*Job:* In the records below, start at the line that has "kettle and put a dot on each instance?" and continue to the end of the records. Rewrite those lines with "white wall" swapped for "beige wall" and everything else left unchanged.

(Records from a data source)
--- Begin ---

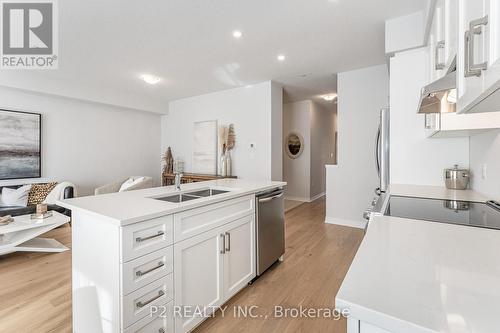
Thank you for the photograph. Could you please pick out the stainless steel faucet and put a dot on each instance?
(178, 178)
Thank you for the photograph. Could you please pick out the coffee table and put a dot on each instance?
(21, 235)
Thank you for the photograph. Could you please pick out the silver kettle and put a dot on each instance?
(456, 179)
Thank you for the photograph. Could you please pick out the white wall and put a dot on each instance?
(90, 144)
(276, 132)
(250, 109)
(297, 172)
(404, 32)
(322, 145)
(416, 159)
(350, 184)
(485, 150)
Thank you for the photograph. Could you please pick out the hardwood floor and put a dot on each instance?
(317, 258)
(35, 288)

--- End ---

*Complete output:*
Thank you for the photograph. Could you please pick out the silver kettle and put a dot on each instance?
(456, 179)
Thank you for the photograph. Could you please pick out the beige wall and put a dot on each instance?
(90, 144)
(276, 132)
(250, 109)
(297, 172)
(404, 32)
(322, 145)
(416, 159)
(350, 184)
(485, 150)
Thank you for the photograph. Could you please pick out the hardwood floor and put a dot on each instance?
(317, 258)
(35, 288)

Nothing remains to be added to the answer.